**BRIEF:**
Extend the passage below about the speaker enclosure switch and the device's operating modes, picking up right after its final sentence.

**SELECTION:**
· · ·
In a preferred embodiment, the speaker enclosure 102 includes a switch that continuously detects the physical configuration of the speaker enclosure 102. The switch sends a position signal to the controller (represented as 109 in FIG. 1). The controller operates the communication device 100 in any of a private-mode, a speakerphone mode, and a standby mode in response to the position signal and the activation signal. When the communication device 100 is active and the speaker enclosure is collapsed, the switch directs the controller to operate the communication device 100 in a privacy mode. When the communication device 100 is active and the speaker enclosure is expanded, the switch directs the controller to operate the communication device 100 in a speakerphone mode. Alternatively, when the communication device 100 is active and the speaker enclosure is collapsed, the switch directs the controller to operate the speaker as an alert in a standby mode. When the communication device 100 is active and the speaker enclosure is expanded, the switch directs the controller to operate the communication device 100 in a speaker mode (privacy or speakerphone). The user could then select manually whether to operate the communication device with the expanded speaker enclosure in privacy mode or speakerphone mode.
· · ·
**RECORDS:**
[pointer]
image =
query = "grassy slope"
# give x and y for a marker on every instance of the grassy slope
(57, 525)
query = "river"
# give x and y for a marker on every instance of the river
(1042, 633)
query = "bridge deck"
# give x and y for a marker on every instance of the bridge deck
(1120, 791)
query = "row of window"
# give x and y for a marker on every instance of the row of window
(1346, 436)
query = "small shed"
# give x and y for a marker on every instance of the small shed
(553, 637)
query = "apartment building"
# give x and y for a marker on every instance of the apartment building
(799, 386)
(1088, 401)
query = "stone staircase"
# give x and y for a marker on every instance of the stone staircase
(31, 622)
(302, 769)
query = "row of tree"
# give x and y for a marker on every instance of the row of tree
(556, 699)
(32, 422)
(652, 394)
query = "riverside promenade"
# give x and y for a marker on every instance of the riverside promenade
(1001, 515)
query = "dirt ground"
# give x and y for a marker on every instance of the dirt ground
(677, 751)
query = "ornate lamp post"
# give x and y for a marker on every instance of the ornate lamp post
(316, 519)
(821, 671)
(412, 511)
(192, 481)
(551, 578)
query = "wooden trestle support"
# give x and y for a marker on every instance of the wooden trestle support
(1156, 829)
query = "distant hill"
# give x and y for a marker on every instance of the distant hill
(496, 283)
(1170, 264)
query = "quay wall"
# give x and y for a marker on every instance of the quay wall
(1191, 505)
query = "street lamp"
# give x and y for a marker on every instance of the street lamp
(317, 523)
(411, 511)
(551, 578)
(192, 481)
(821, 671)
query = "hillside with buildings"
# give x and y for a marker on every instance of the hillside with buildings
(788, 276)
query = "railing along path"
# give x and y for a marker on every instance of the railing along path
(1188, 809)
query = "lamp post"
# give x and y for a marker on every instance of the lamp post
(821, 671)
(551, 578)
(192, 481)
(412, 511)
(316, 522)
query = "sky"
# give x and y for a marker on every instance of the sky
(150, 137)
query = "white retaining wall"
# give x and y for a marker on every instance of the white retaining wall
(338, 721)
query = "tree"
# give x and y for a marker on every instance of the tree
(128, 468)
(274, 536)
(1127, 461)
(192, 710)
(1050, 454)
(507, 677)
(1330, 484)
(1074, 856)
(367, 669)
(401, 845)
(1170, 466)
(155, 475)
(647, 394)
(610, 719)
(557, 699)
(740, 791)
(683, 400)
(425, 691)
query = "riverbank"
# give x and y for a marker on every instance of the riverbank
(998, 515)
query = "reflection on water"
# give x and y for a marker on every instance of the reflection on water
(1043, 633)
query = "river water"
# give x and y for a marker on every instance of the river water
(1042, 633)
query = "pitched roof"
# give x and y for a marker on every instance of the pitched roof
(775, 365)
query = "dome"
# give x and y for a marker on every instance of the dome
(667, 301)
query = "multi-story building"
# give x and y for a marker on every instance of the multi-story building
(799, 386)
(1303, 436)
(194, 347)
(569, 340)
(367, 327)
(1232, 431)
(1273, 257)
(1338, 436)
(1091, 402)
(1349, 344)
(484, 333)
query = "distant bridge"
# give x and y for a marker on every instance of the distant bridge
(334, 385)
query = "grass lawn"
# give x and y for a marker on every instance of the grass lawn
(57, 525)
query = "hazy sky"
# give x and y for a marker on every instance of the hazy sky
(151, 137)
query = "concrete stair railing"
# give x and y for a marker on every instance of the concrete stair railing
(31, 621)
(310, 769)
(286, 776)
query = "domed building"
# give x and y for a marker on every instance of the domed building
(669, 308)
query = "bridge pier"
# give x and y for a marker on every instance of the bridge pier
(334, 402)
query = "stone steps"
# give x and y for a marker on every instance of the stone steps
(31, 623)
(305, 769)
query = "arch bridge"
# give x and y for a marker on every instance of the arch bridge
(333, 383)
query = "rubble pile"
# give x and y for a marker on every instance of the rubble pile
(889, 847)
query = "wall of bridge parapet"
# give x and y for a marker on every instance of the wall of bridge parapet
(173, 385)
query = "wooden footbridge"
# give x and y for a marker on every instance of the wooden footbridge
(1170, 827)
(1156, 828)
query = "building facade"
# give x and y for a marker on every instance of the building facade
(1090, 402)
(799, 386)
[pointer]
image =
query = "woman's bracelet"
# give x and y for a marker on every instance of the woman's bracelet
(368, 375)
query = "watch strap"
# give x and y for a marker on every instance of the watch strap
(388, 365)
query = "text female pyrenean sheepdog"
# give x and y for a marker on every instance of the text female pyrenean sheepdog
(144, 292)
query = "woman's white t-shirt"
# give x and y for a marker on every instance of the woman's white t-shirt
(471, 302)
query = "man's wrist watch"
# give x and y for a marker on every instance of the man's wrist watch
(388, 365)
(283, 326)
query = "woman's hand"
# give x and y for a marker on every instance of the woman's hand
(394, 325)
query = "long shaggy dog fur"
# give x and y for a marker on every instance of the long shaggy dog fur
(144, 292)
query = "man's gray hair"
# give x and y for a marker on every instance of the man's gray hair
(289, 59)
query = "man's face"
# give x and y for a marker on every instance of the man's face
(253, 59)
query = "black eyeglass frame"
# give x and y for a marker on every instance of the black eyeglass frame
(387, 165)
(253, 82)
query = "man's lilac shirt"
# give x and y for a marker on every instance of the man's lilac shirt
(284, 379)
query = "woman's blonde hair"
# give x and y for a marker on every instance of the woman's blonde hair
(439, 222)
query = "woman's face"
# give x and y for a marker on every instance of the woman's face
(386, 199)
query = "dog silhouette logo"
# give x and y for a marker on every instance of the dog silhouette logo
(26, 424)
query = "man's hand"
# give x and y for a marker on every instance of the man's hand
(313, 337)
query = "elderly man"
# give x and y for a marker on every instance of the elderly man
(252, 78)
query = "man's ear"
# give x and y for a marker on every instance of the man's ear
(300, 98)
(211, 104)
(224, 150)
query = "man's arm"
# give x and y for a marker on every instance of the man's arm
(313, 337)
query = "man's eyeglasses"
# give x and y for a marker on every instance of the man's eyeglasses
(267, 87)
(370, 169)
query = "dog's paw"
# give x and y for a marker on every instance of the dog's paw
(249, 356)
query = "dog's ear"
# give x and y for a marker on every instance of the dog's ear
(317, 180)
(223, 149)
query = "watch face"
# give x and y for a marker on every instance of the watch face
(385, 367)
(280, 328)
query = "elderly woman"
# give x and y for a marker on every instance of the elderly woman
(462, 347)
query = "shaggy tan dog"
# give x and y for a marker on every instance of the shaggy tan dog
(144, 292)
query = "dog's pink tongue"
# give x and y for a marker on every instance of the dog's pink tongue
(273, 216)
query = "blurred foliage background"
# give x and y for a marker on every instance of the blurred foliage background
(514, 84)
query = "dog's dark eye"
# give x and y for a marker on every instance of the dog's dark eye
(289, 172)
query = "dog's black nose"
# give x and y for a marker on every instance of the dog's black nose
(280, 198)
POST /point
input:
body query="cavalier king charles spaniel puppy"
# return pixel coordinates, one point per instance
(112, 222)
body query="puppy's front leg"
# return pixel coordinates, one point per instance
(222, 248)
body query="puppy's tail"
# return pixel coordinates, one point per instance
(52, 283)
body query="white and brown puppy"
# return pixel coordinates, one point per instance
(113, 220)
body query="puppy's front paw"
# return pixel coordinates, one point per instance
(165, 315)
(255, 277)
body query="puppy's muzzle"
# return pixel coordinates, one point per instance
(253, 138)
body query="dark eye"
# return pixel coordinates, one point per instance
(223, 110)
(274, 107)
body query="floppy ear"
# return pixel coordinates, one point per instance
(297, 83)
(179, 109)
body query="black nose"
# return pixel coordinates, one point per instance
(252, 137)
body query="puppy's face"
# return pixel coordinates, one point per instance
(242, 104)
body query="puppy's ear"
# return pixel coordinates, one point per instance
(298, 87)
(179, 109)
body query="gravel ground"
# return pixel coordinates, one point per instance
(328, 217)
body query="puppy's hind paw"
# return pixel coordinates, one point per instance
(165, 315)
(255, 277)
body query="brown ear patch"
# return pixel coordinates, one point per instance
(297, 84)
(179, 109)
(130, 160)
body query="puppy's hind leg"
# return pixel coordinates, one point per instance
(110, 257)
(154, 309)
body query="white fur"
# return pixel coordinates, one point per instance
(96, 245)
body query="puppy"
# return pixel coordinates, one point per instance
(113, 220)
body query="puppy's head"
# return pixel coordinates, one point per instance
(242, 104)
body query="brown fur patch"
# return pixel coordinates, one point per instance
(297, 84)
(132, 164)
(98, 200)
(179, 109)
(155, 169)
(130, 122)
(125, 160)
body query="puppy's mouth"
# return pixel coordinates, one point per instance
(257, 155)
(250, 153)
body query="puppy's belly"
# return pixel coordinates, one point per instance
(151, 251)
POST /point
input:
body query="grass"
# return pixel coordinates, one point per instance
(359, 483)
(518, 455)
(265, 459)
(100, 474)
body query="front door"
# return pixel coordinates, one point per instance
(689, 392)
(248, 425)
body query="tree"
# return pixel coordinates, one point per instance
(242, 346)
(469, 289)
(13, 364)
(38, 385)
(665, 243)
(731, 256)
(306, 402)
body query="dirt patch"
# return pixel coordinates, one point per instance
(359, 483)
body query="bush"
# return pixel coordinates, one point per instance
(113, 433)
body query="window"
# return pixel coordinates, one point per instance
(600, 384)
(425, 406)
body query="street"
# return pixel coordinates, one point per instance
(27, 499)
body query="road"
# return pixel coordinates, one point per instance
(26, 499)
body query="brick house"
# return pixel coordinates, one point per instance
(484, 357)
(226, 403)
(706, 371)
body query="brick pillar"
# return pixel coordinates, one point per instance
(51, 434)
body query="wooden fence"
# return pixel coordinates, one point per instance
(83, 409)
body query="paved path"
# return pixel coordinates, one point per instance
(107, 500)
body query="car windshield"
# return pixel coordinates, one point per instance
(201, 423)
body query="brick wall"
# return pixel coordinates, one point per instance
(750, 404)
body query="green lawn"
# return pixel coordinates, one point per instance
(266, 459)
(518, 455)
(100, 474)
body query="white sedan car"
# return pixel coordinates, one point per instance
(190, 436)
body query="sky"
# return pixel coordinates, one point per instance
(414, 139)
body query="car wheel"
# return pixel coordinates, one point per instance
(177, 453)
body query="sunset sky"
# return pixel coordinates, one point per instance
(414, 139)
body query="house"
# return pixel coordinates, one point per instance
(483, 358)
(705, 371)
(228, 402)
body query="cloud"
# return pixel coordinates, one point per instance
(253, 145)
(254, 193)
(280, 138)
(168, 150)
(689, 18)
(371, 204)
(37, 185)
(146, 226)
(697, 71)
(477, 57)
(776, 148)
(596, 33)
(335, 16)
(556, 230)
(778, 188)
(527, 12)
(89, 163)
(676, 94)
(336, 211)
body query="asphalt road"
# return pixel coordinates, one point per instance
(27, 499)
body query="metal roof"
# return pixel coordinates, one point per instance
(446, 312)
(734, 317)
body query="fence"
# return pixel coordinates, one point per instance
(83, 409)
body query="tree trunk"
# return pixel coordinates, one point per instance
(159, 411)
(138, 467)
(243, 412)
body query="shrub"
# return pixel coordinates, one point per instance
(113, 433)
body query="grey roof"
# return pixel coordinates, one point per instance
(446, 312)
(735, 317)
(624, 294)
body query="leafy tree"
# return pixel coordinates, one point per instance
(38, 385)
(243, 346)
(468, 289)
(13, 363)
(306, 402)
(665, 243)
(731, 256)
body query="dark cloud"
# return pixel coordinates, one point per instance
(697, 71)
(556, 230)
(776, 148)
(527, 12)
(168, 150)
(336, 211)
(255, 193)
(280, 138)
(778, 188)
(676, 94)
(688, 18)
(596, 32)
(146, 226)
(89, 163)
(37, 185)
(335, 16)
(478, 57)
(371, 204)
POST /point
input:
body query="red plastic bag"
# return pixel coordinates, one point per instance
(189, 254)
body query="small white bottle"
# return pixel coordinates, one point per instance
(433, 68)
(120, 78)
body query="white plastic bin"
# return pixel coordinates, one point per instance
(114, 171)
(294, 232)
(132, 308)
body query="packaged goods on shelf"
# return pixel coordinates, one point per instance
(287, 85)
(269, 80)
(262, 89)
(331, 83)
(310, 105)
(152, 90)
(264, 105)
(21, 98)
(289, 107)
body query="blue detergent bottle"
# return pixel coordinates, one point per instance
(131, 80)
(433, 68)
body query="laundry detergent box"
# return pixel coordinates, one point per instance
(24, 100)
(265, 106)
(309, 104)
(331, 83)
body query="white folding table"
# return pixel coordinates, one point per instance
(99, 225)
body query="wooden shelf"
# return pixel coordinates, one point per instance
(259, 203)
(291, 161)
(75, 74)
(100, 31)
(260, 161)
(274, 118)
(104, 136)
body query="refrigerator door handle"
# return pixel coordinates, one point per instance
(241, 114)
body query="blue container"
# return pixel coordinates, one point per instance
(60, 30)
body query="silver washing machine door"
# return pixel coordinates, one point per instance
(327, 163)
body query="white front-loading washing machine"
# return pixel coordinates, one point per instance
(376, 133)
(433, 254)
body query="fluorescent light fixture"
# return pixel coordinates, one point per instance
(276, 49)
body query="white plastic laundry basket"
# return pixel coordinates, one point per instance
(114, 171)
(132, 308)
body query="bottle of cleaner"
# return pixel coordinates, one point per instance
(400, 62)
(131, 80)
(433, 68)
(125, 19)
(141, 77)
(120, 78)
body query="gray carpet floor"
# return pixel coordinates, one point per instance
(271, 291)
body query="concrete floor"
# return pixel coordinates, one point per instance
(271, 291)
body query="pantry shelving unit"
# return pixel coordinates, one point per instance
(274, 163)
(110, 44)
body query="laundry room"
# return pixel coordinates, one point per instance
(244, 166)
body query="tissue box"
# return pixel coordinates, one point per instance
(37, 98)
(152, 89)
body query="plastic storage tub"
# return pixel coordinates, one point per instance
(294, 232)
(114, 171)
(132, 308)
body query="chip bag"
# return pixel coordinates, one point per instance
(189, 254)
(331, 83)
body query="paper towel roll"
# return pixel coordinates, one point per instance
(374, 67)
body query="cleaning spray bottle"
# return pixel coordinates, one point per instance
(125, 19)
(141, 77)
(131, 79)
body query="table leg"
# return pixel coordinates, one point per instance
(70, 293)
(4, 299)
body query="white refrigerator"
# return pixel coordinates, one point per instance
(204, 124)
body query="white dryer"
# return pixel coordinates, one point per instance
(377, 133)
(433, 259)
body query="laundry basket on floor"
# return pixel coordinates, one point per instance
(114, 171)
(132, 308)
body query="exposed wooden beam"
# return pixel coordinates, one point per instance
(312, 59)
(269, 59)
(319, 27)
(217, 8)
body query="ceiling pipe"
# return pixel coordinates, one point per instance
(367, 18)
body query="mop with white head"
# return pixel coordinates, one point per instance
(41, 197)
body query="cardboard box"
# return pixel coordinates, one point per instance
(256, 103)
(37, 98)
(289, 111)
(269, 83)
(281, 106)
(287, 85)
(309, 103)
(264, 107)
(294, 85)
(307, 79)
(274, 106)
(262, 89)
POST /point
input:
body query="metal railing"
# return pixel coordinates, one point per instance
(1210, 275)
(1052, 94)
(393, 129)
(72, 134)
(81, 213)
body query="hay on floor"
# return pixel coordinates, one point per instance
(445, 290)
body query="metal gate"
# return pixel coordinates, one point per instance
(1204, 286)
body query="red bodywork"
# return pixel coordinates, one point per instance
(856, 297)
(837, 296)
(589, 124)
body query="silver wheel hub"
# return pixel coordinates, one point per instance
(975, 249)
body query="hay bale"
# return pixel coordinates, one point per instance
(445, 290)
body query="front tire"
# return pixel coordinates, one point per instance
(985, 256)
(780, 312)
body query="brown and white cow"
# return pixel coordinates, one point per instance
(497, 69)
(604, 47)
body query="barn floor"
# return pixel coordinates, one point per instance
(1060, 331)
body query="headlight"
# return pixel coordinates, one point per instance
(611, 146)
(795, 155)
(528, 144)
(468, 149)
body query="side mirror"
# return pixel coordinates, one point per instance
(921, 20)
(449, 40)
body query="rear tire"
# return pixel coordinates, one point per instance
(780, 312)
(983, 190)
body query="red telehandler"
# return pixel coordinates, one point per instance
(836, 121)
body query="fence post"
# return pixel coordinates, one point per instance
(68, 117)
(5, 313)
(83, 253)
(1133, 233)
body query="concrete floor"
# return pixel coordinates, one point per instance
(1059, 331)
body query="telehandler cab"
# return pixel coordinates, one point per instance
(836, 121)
· · ·
**OUTPUT BELOW:**
Optionally, the user can control operating mode independently from the user interface 108. For example, a user could select between handsfree (speakerphone) operation and private operation by entering predetermined key sequences, by entering a menu to select between them, or by any other suitable means. A message such as “handsfree” or “private” may be entered in a display, or aural and/or visual indicators may inform the user whether handsfree operation or private operation has been selected.
FIG. 3 illustrates a cross section view of the speaker enclosure in a collapsed, privacy mode configuration. The speaker enclosure 102 includes a speaker 200 having a first speaker side 202 and a second speaker side 204. A plurality of telescoping nested shells 206 are mounted on a rigid portion of the communication device. The outermost nested shell includes a surface conjoining a bottom edge 210 of a side wall 212 of the outermost nested shell defining a rigid base. A first shell 214 of the plurality of shells having a surface 216 conjoining a top edge 218 of the side wall 206 of the first shell 214. The surface 216 includes an acoustic baffle 220 with holes therethrough for transmitting audio signals from the speaker 200. The speaker 200 is mounted to the surface 216 to abut one side of the acoustic baffle 220 with the first speaker side 202 facing the acoustic baffle 220.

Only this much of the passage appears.